* Directions for this task: Format the rows between the lines holding "Trace the outline of every instance of the aircraft" and "21), (256, 55)]", inclusive, as a two-column CSV with the columns instruction and polygon. Give each row its text and its answer, each in a single quoted field with line breaks replaced by spaces, and include no other rows.
━━ Exercise input ━━
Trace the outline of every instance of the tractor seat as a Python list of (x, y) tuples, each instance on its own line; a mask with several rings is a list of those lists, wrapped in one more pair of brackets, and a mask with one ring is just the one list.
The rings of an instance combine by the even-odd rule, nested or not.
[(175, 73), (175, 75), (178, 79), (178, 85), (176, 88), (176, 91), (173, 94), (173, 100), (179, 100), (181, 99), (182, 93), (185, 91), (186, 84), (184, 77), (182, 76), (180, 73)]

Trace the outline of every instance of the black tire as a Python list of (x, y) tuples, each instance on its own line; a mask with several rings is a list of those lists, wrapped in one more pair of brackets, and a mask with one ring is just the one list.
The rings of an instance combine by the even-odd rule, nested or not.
━━━
━━ Exercise input ━━
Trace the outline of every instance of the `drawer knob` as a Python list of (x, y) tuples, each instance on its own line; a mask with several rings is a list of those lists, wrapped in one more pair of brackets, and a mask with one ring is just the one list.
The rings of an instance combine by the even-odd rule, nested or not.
━━━
━━ Exercise input ━━
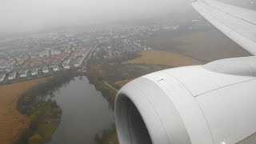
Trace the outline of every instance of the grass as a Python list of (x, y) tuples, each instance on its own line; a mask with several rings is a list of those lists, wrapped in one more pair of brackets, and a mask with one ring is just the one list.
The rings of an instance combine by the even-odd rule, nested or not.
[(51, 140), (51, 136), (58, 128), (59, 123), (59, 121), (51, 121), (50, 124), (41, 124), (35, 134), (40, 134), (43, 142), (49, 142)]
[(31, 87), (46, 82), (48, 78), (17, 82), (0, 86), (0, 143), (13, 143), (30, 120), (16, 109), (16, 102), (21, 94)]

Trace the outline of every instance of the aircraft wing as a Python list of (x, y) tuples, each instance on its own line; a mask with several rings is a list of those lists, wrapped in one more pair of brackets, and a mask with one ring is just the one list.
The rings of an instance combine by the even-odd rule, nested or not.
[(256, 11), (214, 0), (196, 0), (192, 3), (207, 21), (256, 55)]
━━━
* Full solution:
instruction,polygon
"Trace the outline of every instance of the aircraft wing as a Python list of (x, y) tuples, each instance on its own line; a mask with several rings is a list of those lists, wrapped in one more pair of brackets, and a mask with one ring is just the one list. The rings of an instance combine by the even-odd rule, nested or not.","[(256, 11), (214, 0), (196, 0), (192, 3), (207, 21), (256, 55)]"